● **Task objective**
Transcribe the dental practice post below word for word, from "What My Dad" to "was working again.".

● **Page text**

━━━━━━━━━━━━━━━━

What My Dad Said That Affects Your Dental Care at Our Practice
Melanie and I have created an amazing dental practice. Every day, 21 people come to work because they WANT to work here. Our office culture is extraordinary. But why?
Here’s just one of the many reasons (most of which have to do with Melanie).
My dad left eastern Kentucky in 1963 at 18 years old and with a wife in tow. He went to work at International Harvester in Louisville, Kentucky. This was, in a sense, like hitting the lottery for him. It didn’t make him rich, but it provided for the family (when the employees were not on strike).
But in the early ’80s, the plant closed and my dad was out of a job. The economy stank and he had no formal education. I remember it was a tough time. He ended up taking a job in sales for some sort of manufacturing product, if memory serves me correctly. It was a relief that he was working again.
One day I came home from school and found out he had quit his job. Knowing that this would stress the household again, and not feeling super empathetic about it, I asked the big question: WHY?
He didn’t go into a long sermon or lecture me with platitudes. He simply said, “They wanted me to lie and I won’t do that.”
Fast-forward many years, and Melanie and I crafted two of the most important phrases in our office history—our Core Values.

━━━━━━━━━━━━━━━━

● **Records supplied**
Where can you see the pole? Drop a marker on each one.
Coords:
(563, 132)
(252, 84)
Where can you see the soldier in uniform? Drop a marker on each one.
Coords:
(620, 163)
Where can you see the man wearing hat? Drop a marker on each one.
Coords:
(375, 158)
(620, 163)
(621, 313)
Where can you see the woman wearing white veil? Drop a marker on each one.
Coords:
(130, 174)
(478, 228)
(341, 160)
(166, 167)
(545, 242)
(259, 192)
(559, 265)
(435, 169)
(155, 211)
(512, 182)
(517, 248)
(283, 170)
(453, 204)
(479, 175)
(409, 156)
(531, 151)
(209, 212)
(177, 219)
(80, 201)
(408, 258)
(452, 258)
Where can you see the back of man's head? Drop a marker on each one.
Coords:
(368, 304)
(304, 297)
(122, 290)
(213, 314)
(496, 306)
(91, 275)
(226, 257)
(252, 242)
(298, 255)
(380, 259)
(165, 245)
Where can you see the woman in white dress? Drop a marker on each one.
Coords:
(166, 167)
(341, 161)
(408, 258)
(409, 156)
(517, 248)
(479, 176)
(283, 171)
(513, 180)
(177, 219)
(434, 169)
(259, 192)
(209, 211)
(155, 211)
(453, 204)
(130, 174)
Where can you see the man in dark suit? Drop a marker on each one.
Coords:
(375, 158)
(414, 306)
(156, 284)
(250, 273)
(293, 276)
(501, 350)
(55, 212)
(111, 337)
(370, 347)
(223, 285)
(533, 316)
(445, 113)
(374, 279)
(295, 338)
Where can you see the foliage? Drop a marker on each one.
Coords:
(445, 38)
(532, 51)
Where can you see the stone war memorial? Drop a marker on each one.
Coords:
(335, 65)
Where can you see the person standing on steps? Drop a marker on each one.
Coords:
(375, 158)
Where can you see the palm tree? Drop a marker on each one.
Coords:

━━━━━━━━━━━━━━━━

● **Exercise solution**
What My Dad Said That Affects Your Dental Care at Our Practice
Melanie and I have created an amazing dental practice. Every day, 21 people come to work because they WANT to work here. Our office culture is extraordinary. But why?
Here’s just one of the many reasons (most of which have to do with Melanie).
My dad left eastern Kentucky in 1963 at 18 years old and with a wife in tow. He went to work at International Harvester in Louisville, Kentucky. This was, in a sense, like hitting the lottery for him. It didn’t make him rich, but it provided for the family (when the employees were not on strike).
But in the early ’80s, the plant closed and my dad was out of a job. The economy stank and he had no formal education. I remember it was a tough time. He ended up taking a job in sales for some sort of manufacturing product, if memory serves me correctly. It was a relief that he was working again.